**TASK DESCRIPTION**
Locate each line in the records below that contains the string "gift", matching case exactly, and copy every such line.
-------------------------
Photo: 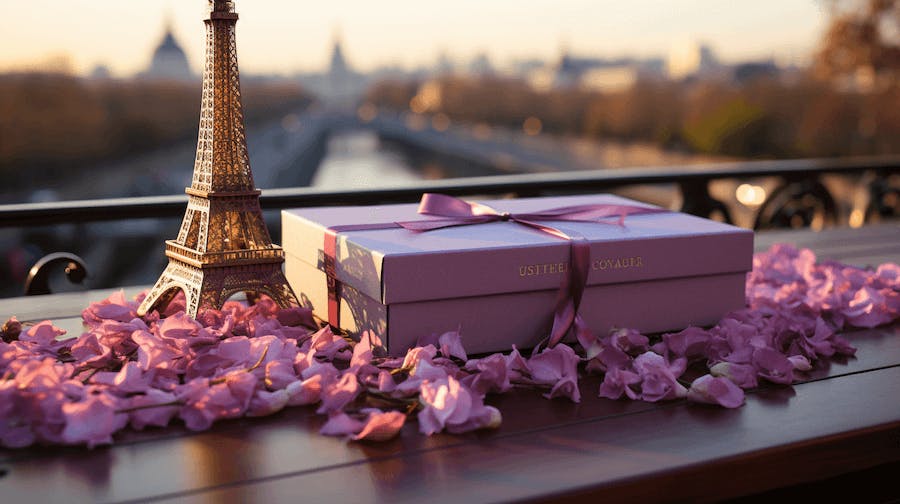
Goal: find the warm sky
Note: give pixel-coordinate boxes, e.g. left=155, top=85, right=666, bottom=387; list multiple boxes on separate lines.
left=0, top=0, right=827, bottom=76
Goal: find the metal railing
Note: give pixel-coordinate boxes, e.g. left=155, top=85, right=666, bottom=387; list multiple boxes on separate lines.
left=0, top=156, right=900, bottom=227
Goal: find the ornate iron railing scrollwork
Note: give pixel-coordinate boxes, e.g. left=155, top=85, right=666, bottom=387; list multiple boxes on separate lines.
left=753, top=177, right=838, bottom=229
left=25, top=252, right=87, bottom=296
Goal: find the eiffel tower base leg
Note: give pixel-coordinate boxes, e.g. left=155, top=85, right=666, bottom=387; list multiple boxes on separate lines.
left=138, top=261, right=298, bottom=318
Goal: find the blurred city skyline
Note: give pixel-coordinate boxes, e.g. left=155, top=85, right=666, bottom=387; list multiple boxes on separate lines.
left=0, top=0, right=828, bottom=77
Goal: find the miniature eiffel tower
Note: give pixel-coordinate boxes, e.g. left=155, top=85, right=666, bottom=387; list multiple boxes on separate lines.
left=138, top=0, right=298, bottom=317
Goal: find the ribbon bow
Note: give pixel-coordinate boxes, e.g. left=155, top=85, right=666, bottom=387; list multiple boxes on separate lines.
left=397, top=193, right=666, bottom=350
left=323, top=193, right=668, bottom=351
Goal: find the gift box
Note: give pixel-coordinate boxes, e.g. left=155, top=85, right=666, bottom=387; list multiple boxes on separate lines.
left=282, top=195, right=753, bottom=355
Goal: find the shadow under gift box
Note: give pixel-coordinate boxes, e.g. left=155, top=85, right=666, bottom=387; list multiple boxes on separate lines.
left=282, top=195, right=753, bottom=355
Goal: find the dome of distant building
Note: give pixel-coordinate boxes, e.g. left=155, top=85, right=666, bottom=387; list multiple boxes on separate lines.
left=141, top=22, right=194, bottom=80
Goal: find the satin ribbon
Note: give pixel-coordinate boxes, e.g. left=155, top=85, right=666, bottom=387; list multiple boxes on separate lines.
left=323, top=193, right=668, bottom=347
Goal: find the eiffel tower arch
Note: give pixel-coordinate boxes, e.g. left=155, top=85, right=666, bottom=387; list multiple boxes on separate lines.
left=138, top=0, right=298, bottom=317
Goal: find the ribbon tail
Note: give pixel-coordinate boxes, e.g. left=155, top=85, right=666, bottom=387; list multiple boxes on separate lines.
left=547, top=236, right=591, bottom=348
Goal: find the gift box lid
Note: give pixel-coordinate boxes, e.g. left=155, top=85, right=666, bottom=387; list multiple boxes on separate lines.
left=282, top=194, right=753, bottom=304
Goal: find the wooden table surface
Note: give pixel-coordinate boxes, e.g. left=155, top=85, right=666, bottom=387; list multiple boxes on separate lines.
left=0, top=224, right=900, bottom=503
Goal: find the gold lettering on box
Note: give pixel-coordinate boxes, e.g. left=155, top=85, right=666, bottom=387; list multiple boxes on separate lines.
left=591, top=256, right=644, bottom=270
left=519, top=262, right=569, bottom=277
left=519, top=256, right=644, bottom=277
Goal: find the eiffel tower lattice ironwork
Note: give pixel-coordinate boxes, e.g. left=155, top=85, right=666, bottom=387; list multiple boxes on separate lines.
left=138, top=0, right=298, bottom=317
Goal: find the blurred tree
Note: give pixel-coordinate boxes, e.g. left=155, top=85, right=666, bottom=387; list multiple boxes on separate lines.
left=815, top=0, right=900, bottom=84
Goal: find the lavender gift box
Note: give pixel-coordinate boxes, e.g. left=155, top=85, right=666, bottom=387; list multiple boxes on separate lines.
-------------------------
**SOLUTION FOR THIS TASK**
Goal: find the gift box
Goal: find the shadow under gift box
Goal: find the gift box lid
Goal: find the lavender gift box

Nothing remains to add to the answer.